Coordinate labeling data:

◆ ◆ ◆ ◆ ◆ ◆ ◆

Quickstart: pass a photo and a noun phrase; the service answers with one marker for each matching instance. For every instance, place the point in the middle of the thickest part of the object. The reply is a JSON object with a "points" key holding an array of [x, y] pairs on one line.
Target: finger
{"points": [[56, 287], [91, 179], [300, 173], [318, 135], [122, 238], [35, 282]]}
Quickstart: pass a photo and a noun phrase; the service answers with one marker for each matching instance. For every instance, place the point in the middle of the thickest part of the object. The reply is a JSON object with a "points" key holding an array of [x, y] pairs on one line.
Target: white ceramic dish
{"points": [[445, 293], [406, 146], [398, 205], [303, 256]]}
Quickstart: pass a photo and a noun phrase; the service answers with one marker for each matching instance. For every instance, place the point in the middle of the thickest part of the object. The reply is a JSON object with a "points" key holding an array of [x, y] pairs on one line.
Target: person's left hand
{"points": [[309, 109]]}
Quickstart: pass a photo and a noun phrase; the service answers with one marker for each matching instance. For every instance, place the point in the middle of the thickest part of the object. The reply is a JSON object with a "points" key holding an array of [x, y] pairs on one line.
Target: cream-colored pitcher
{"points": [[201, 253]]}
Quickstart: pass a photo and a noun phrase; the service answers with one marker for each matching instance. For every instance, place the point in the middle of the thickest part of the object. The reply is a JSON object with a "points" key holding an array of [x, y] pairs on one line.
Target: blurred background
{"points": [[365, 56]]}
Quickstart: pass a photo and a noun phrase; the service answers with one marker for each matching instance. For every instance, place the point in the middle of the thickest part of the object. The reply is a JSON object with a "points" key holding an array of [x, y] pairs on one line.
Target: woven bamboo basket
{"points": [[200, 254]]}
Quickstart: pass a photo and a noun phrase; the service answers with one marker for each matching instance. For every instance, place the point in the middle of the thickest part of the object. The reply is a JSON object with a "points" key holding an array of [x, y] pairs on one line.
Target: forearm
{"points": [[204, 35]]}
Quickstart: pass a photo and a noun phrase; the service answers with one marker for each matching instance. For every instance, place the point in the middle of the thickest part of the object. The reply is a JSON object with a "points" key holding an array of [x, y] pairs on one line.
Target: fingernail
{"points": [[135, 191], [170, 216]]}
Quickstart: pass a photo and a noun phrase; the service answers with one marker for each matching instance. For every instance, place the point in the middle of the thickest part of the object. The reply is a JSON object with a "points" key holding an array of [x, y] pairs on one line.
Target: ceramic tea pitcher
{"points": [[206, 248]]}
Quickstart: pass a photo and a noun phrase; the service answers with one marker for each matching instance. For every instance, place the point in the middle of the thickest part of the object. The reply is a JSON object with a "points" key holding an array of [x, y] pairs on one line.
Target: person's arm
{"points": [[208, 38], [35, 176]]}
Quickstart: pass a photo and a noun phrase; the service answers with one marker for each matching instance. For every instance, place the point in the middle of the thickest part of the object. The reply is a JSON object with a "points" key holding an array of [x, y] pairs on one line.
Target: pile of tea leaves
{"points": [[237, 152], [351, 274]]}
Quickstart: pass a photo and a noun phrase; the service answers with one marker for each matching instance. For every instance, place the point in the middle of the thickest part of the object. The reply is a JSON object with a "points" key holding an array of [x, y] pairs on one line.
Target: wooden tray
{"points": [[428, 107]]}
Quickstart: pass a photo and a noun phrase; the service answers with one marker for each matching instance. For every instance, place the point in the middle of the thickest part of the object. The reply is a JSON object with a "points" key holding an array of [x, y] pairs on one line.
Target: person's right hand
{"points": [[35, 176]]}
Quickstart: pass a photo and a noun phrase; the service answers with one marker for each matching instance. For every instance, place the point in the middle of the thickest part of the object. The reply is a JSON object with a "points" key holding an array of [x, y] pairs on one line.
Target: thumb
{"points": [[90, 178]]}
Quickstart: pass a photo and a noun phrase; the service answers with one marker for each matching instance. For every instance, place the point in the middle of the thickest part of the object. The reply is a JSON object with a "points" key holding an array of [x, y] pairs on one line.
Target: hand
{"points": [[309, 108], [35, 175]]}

◆ ◆ ◆ ◆ ◆ ◆ ◆

§ **EXERCISE INSTRUCTIONS**: Every entry in the listing must be retyped exactly.

§ **EXERCISE OUTPUT**:
Quickstart: pass a photo and a noun phrase; the service answers with one marker for each matching instance. For every instance, place the point in the middle of the thickest part of the object. The reply is a JSON object with a "points" key holding an array of [x, y] pairs on one line.
Target: finger
{"points": [[56, 287], [91, 179], [300, 173], [318, 135], [122, 238], [35, 282]]}
Quickstart: pass a photo and a noun phrase; the service answers with one marker for each matching instance. For every instance, place the point in the middle of the thickest part of the object. The reply is a JSON object with a "points" key holding an array of [x, y] pairs on one line.
Target: white ceramic dish
{"points": [[445, 293], [406, 146], [398, 205], [303, 256]]}
Quickstart: pass a photo and a noun phrase; the service answers with one marker for each matching instance. For every instance, place the point in the middle of the thickest part of the object. The reply is a JSON object with a "points" key holding an array of [x, y] pairs on one line.
Target: person's left hand
{"points": [[309, 109]]}
Quickstart: pass a photo and a noun phrase; the service answers with one marker for each matching instance. For every instance, place the point in the middle of the thickest part of the object. The reply is a JSON object with a "points" key holding an array of [x, y] pairs on one line.
Target: cream-colored pitcher
{"points": [[201, 253]]}
Quickstart: pass a photo and a noun phrase; the service answers with one marker for each matching instance. For every instance, place the point in the middle of the thickest part of the object. The reply is a JSON object with a "points" key holding an array of [x, y] pairs on one line.
Target: blurred background
{"points": [[365, 56]]}
Quickstart: pass a photo and a noun phrase; the service answers with one marker for each matching instance. For every instance, place the point in the middle of the thickest part of the object. The reply is a JSON object with a "points" key holding an array of [x, y] pairs on one line.
Target: woven bamboo basket
{"points": [[200, 254]]}
Quickstart: pass a photo and a noun phrase; the service answers with one marker for each matching instance. For every instance, place the point in the middle of the thickest part of the object. The reply is a JSON object with a "points" key holding an array of [x, y] pairs on one line.
Target: forearm
{"points": [[204, 35]]}
Quickstart: pass a photo and a noun phrase; the service answers with one marker for each matching instance. For every instance, place the point in the middle of the thickest part of the object. The reply is a JSON object with a "points" key holding an array of [x, y] pairs on one line.
Target: fingernail
{"points": [[135, 191], [170, 216]]}
Quickstart: pass a photo and a noun phrase; the service answers with one marker for each matching instance. For every instance, place the point in the middle of the thickest part of the object. The reply is a JSON object with a "points" key holding an array of [x, y] pairs on one line.
Target: ceramic tea pitcher
{"points": [[206, 248]]}
Quickstart: pass a photo and a noun phrase; the service answers with one marker for each matching instance. For every instance, place the point in the middle of the thickest part of the object. The reply is a JSON object with a "points" key holding an array of [x, y] pairs on one line.
Target: person's arm
{"points": [[208, 38], [35, 176]]}
Quickstart: pass a photo and a noun phrase; the service answers with one marker for each matching instance. For every instance, place the point in the middle of the thickest part of the object. The reply is a JSON object with a "points" key holding an array of [x, y] pairs on one line.
Target: pile of tea leaves
{"points": [[237, 152], [351, 274]]}
Quickstart: pass a photo and a noun phrase; the service answers with one marker for each matching instance. For every instance, place the point in the middle of the thickest part of the object. The reply is a JSON object with a "points" key holding an array of [x, y] pairs on one line.
Target: wooden tray
{"points": [[428, 107]]}
Quickstart: pass a photo and a noun phrase; the service answers with one marker for each matching instance. For every instance, place the point in the middle of the thickest part of the object. The reply is a JSON object with a "points" key holding an array of [x, y] pairs on one line.
Target: person's right hand
{"points": [[35, 176]]}
Quickstart: pass a photo and a noun phrase; the service answers with one marker for each matching instance. For every instance, place the point in the middle of the thickest part of the object. The reply is a JSON object with a "points" key holding an array of [x, y] pairs on one line.
Target: thumb
{"points": [[90, 178]]}
Quickstart: pass a photo and a noun phrase; the service answers with one marker for each matching instance. For every instance, place the point in the middle of the thickest part of the object. The reply is a JSON object with a "points" key holding an array of [x, y] pairs on one line.
Target: hand
{"points": [[309, 108], [35, 175]]}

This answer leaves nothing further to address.